What this task involves:
Copy out every entry below word for word, leaving out the pictures.

--- BEGIN Recorded data ---

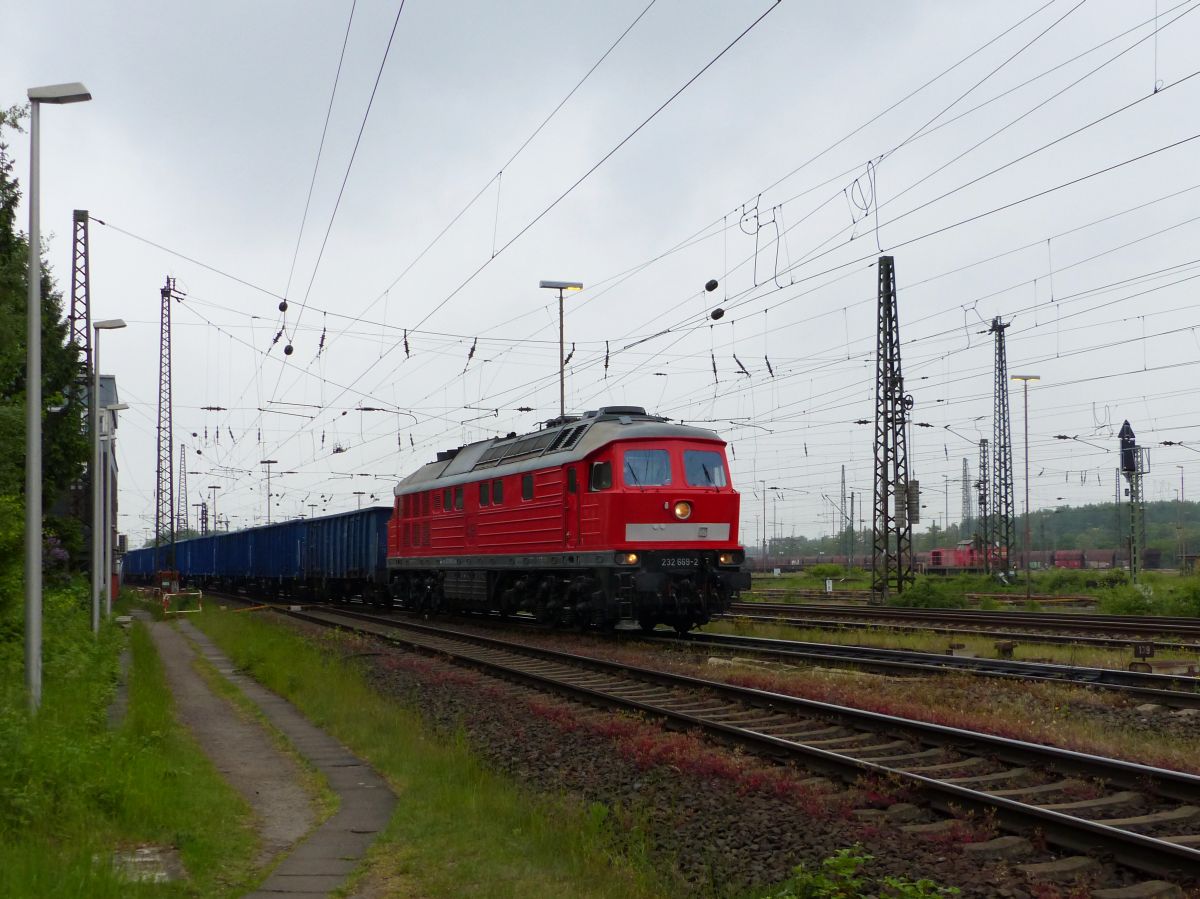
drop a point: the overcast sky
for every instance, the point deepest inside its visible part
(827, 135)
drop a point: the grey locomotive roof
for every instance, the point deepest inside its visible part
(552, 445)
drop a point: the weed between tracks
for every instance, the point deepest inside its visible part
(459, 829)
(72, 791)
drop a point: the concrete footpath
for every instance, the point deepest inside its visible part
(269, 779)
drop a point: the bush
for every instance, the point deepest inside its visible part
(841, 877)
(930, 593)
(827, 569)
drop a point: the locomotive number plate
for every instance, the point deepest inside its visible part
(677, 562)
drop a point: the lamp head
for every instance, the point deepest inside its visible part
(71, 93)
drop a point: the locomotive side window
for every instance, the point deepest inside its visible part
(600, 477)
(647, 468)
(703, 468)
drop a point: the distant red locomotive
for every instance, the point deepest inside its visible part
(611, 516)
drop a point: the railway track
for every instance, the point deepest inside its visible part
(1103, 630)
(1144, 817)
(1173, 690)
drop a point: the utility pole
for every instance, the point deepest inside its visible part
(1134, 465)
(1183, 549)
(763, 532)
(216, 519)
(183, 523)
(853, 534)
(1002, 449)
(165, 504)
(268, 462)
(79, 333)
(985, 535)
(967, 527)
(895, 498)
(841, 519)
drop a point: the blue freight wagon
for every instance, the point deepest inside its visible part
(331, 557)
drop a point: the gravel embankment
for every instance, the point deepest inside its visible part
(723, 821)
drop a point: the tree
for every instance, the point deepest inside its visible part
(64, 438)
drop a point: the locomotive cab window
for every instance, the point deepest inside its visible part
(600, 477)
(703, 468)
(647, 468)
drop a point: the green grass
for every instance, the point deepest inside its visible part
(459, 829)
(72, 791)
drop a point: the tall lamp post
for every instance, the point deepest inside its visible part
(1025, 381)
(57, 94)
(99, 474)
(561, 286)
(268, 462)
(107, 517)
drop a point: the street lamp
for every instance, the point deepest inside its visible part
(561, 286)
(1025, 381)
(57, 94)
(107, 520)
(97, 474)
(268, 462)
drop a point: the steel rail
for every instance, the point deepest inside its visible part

--- END Recorded data ---

Correct result:
drop a point: the overcast sky
for every instance, the point deepest inside its visible part
(827, 135)
drop a point: the grey locomotive roof
for every instance, the point deepest inside its visible part
(552, 445)
drop a point: the weed between tracks
for every instance, the point deepest inside its visible part
(459, 829)
(72, 791)
drop a point: the concrete footpath
for every instance, the point deepest inside its visible part
(269, 779)
drop a point: the bush
for every instance, the point deepest inside its visible part
(841, 877)
(930, 593)
(827, 569)
drop a point: the locomotive number plate
for every instance, the point deepest inside its visible part
(677, 562)
drop a point: the lamp head
for every instance, the point deepest inside its visible part
(71, 93)
drop a point: the locomotive side window
for every instance, the point deepest inside its visible part
(600, 477)
(647, 468)
(703, 468)
drop a point: the distant red locomotive
for every instance, the point deepest inside its visible part
(611, 516)
drop a point: the railway track
for every instance, the point deepest inside its visible part
(1103, 630)
(1144, 817)
(1173, 690)
drop a point: the utility pole
for every instance, the point deepest inside its visible part
(1134, 465)
(1183, 549)
(763, 532)
(216, 519)
(183, 523)
(853, 534)
(1002, 449)
(165, 504)
(268, 462)
(79, 333)
(985, 535)
(967, 527)
(895, 498)
(841, 519)
drop a point: the blue freight wagon
for every instance, the point deepest inside its visible part
(331, 557)
drop a point: the gravel embankment
for every instance, the point deepest inside its visible part
(723, 821)
drop a point: the tree
for every instance, the point deepest inside its visible part
(64, 438)
drop a point: the locomotive cab window
for every instance, the point deepest inside its visible part
(600, 477)
(703, 468)
(647, 468)
drop a point: the green grass
for every instance, the point deepest inside its visible part
(459, 829)
(72, 791)
drop a point: the tall lamp post
for every instance, the point deepest inside its visible part
(1025, 381)
(57, 94)
(99, 474)
(561, 286)
(268, 462)
(107, 517)
drop a point: the street lamp
for every instance, the point deepest inside its visible part
(561, 286)
(1025, 381)
(57, 94)
(107, 520)
(97, 474)
(268, 462)
drop a point: the steel rail
for every instance, the point deepest inside its visible part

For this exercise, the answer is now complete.